▶ _Problem to work on_
Reproduce every one of the entries below word for word, keeping them in their original order.

▶ _Entries_
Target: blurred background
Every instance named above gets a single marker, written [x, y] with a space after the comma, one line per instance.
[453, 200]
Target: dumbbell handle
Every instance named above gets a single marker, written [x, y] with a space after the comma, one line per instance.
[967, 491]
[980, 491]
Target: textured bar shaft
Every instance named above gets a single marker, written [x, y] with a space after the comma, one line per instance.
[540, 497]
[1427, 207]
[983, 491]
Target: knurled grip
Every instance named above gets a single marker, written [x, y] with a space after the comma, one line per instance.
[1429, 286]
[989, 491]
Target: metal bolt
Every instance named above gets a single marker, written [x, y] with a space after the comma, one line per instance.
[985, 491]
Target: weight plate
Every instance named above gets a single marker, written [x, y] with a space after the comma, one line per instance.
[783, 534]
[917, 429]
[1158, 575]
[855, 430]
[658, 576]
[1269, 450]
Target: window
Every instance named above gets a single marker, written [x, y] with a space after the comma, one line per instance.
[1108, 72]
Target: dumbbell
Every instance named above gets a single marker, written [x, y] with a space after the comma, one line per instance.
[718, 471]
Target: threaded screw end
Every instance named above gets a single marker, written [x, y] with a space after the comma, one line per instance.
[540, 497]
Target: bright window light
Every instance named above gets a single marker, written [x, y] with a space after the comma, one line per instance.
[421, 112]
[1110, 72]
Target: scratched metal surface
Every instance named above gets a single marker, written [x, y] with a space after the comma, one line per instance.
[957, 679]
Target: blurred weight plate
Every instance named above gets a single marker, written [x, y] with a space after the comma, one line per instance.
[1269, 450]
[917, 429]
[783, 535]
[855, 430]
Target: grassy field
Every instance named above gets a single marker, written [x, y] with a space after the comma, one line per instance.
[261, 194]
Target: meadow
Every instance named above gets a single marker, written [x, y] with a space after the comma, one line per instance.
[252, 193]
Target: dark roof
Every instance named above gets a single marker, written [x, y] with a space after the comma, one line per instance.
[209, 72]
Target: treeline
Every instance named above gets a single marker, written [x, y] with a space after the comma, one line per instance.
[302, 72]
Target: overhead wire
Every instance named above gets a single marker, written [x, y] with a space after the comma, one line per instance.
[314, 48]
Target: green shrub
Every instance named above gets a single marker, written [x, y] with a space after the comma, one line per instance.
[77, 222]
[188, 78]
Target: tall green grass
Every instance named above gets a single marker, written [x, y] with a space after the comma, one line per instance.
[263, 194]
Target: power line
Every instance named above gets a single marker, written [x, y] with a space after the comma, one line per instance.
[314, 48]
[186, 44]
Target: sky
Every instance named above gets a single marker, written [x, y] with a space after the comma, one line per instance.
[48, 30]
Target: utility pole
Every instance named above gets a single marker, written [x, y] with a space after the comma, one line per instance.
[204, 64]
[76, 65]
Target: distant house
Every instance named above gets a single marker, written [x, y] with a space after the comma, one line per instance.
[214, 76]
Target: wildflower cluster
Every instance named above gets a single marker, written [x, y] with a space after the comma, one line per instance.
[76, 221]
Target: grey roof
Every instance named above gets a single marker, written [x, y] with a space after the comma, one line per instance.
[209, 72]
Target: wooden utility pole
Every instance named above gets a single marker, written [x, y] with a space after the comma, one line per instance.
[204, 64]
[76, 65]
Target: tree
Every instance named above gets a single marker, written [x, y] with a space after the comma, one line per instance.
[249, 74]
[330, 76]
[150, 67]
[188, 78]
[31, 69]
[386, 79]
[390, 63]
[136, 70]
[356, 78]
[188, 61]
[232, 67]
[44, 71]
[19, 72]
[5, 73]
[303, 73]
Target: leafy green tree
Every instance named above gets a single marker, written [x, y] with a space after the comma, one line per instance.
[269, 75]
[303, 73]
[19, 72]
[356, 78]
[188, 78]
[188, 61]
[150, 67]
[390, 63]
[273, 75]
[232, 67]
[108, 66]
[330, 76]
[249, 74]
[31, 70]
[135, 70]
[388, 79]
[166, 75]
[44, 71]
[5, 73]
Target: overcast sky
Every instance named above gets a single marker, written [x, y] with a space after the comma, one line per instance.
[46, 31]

▶ _Task solution_
Target: blurred background
Every instance named above gets a single marker, written [x, y] with a space after the comma, one line per instance.
[453, 200]
Target: dumbbell handle
Every instance named above gets a single marker, written [x, y] with a space after the comma, one line per instance.
[967, 491]
[980, 491]
Target: textured bar shaft
Every instance named above gets a single marker, written [x, y] with a space after the comma, one line per instance.
[540, 497]
[1427, 207]
[983, 491]
Target: knurled grip
Every instance named above gets a single marker, written [x, y] with a space after the comma, one line per instance.
[1429, 286]
[989, 491]
Target: metal bolt
Every instance named above gets a single marker, written [x, y] with a space after the comma, one line per instance.
[985, 491]
Target: weight plate
Every instance named above gets a single marker, written [x, y] with a space after the comma, one line per instance.
[783, 534]
[917, 429]
[1158, 575]
[855, 430]
[658, 576]
[1269, 450]
Target: window
Every instance named above gets a single marker, written [x, y] with a space after the comma, one line per instance.
[1108, 72]
Target: dumbbell
Every instance named above gets a single marker, written [x, y] with a space after the comma, one line per instance.
[718, 471]
Target: threaded screw end
Every instance named above gets a single marker, written [x, y] with a space after the comma, one line per instance.
[540, 497]
Target: bright window light
Every instance named above gets a single marker, written [x, y] with a space after the comma, one line per instance.
[421, 112]
[1110, 72]
Target: scratched metal surface
Every instance named above gets a single marker, written [x, y] with a space after the comma, one line per instance.
[957, 679]
Target: blurred weight plate
Every instance named above gets a single marker, written [x, y] with a space after the comma, one line per instance.
[1269, 450]
[917, 429]
[783, 535]
[855, 430]
Target: grassy field
Every instance named above gets a single marker, written [x, y] with a space after the comma, one line per instance.
[261, 194]
Target: meadow
Every instance named above gets a single marker, written [x, y] with a space after the comma, one line per instance.
[252, 193]
Target: dark roof
Every instance named above gets a single marker, written [x, y] with a space after the comma, one line per instance.
[209, 72]
Target: treeline
Every instance named above gets a single marker, written [x, y] with a space after the comma, one line per instance.
[302, 72]
Target: overhead wire
Every instance named above gets a single marker, written [x, y] with a space after the comma, one line per instance.
[314, 48]
Target: green shrub
Every instance named above gets a single marker, written [x, y] with a space after the comma, one line per instance.
[77, 222]
[188, 78]
Target: tall green grass
Every instance named above gets a single marker, written [x, y] with a space after the comma, one line per instance.
[263, 194]
Target: power line
Every instance named above gets a single marker, written [x, y] with a space after the comma, one line per instance.
[314, 48]
[186, 44]
Target: sky
Every instance named above gets a single marker, written [x, y] with a space after the comma, one line per instance.
[48, 30]
Target: utility pole
Every instance named above gets a single marker, written [x, y] with a space after the comma, one line per instance.
[204, 64]
[76, 65]
Target: distant house
Every instance named above gets a single marker, written [x, y] with a space after the comma, one line per instance.
[214, 76]
Target: wildflower cluster
Every instance named above gets a single marker, written [x, y] with a space after the comma, one line per instance.
[76, 221]
Target: grey roof
Every instance named above gets a single marker, written [x, y] with a space after the comma, one line per instance.
[209, 72]
Target: wooden utility pole
Every instance named above gets a single marker, written [x, y] with a space after the comma, one line per instance.
[204, 64]
[76, 65]
Target: tree
Every instance named above gets a single marker, written [x, y] with a space after the comma, one line per instance.
[249, 74]
[330, 76]
[150, 67]
[188, 78]
[31, 69]
[386, 79]
[390, 63]
[136, 70]
[356, 78]
[188, 61]
[232, 67]
[44, 71]
[19, 72]
[5, 73]
[303, 73]
Target: leafy green tree
Every instance named above gets a single marker, written [x, y] with a space after the comma, one line per instance.
[269, 75]
[303, 73]
[19, 72]
[356, 78]
[188, 78]
[188, 61]
[150, 67]
[390, 63]
[273, 75]
[232, 67]
[108, 66]
[330, 76]
[249, 74]
[31, 70]
[135, 70]
[388, 79]
[166, 75]
[44, 71]
[5, 73]
Target: overcast sky
Every instance named above gets a single marker, written [x, y] with a space after the comma, one line per instance.
[46, 31]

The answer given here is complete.